## Task
Rename "marker" to "point" everywhere in the entries below and leave every other word untouched. Leave the pictures out of your version.

-- The data start --

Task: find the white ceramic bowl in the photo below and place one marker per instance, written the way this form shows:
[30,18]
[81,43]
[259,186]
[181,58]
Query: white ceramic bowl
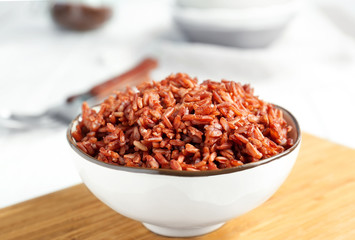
[185,203]
[238,23]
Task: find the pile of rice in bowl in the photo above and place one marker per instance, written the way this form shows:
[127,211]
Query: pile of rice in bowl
[182,125]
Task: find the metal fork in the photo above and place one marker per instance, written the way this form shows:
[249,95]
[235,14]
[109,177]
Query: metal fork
[63,114]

-- The data end --

## Result below
Task: find the white ceramic bowl in the photo below and place one point per instance, written the way this form shows:
[30,18]
[81,43]
[259,186]
[181,58]
Query: white ceramic bowl
[185,203]
[238,23]
Task: find the pile of rice in bowl in the photo above and place one point per instance, written the way this form shows:
[127,211]
Query: pile of rice in bowl
[182,125]
Task: find the metal fork in the photo above and place one point per instance, written the way this form shows:
[249,95]
[235,14]
[109,177]
Query: metal fork
[63,114]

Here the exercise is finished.